Task statement: Copy out each of the stored entries below word for word, omitting the pictures.

Stored entries:
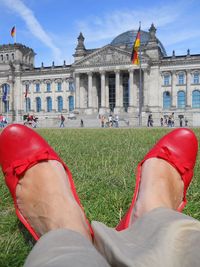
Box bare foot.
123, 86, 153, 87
131, 158, 184, 223
16, 160, 91, 243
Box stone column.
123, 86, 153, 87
114, 70, 122, 114
75, 73, 80, 109
143, 69, 149, 109
99, 71, 106, 114
185, 70, 192, 108
10, 78, 21, 122
92, 75, 98, 111
171, 71, 177, 108
105, 75, 110, 109
88, 72, 93, 108
128, 69, 135, 113
86, 72, 93, 114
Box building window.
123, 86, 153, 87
69, 95, 74, 111
178, 73, 184, 85
163, 91, 171, 108
193, 73, 199, 84
35, 83, 40, 93
36, 97, 42, 112
47, 96, 52, 112
192, 90, 200, 108
177, 91, 185, 108
123, 74, 129, 112
25, 97, 31, 113
47, 83, 51, 92
57, 96, 63, 112
69, 82, 75, 92
108, 74, 116, 112
164, 74, 170, 86
57, 83, 62, 92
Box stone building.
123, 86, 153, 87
0, 24, 200, 126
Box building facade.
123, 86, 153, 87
0, 24, 200, 126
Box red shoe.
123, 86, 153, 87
116, 128, 198, 231
0, 124, 93, 240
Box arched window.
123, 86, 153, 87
177, 91, 185, 108
57, 96, 63, 112
57, 82, 62, 92
25, 97, 31, 113
36, 97, 42, 112
163, 74, 170, 86
192, 90, 200, 108
193, 72, 199, 84
178, 73, 185, 85
35, 83, 40, 93
2, 83, 10, 112
69, 95, 74, 111
47, 96, 52, 112
163, 91, 171, 108
47, 83, 51, 92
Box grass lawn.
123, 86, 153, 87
0, 128, 200, 267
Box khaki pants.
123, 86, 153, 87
25, 208, 200, 267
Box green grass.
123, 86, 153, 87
0, 128, 200, 267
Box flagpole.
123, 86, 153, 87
138, 21, 142, 126
14, 25, 17, 44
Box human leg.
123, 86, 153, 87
0, 124, 108, 266
92, 130, 200, 267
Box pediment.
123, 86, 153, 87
73, 45, 131, 66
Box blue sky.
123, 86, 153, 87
0, 0, 200, 66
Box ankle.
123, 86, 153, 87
132, 158, 184, 222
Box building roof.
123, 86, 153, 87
111, 30, 167, 56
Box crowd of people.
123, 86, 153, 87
147, 112, 188, 127
23, 113, 38, 128
99, 114, 119, 128
0, 114, 8, 128
0, 124, 200, 267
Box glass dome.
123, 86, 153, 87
110, 30, 167, 56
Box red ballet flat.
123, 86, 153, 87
116, 128, 198, 231
0, 124, 93, 240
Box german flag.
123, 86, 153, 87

Exercise result:
Box bare foot.
123, 86, 153, 87
131, 158, 184, 223
16, 160, 91, 243
Box stone column.
123, 86, 153, 87
114, 70, 122, 114
75, 73, 80, 109
143, 69, 149, 109
99, 71, 106, 114
185, 70, 192, 108
10, 78, 21, 122
92, 75, 98, 111
171, 71, 177, 108
105, 75, 110, 109
88, 72, 93, 108
128, 69, 135, 113
86, 72, 93, 114
Box building window.
123, 86, 153, 87
69, 95, 74, 111
178, 73, 184, 85
163, 91, 171, 108
193, 73, 199, 84
35, 83, 40, 93
36, 97, 42, 112
47, 96, 52, 112
192, 90, 200, 108
177, 91, 185, 108
123, 74, 129, 112
25, 97, 31, 113
47, 83, 51, 92
57, 96, 63, 112
69, 82, 75, 92
108, 74, 116, 112
164, 74, 170, 86
57, 83, 62, 92
Box stone building.
123, 86, 153, 87
0, 24, 200, 126
Box building facade.
123, 86, 153, 87
0, 24, 200, 126
Box red shoe.
123, 86, 153, 87
116, 128, 198, 231
0, 124, 93, 240
Box arched window.
123, 86, 153, 87
177, 91, 185, 108
57, 96, 63, 112
57, 82, 62, 92
25, 97, 31, 113
36, 97, 42, 112
163, 74, 170, 86
192, 90, 200, 108
193, 72, 199, 84
178, 73, 185, 85
35, 83, 40, 93
2, 83, 10, 112
69, 95, 74, 111
47, 96, 52, 112
163, 91, 171, 108
47, 83, 51, 92
Box grass lawn.
123, 86, 153, 87
0, 128, 200, 267
Box khaki pants.
123, 86, 153, 87
25, 208, 200, 267
Box green grass.
123, 86, 153, 87
0, 128, 200, 267
Box flagpole.
123, 86, 153, 87
138, 21, 142, 126
14, 25, 17, 44
Box human leg.
123, 86, 153, 87
0, 124, 108, 266
92, 130, 200, 267
Box pediment.
123, 86, 153, 87
73, 45, 131, 66
Box blue sky.
123, 86, 153, 87
0, 0, 200, 66
Box ankle.
123, 86, 153, 87
132, 158, 184, 222
Box building roof.
123, 86, 153, 87
111, 30, 167, 56
Box crowd of people.
123, 86, 153, 87
147, 112, 188, 127
23, 113, 38, 128
99, 114, 119, 128
0, 114, 8, 128
0, 124, 200, 267
Box glass dome.
123, 86, 153, 87
110, 30, 167, 56
Box red ballet flat.
123, 86, 153, 87
116, 128, 198, 231
0, 124, 93, 240
Box german flag.
123, 86, 153, 87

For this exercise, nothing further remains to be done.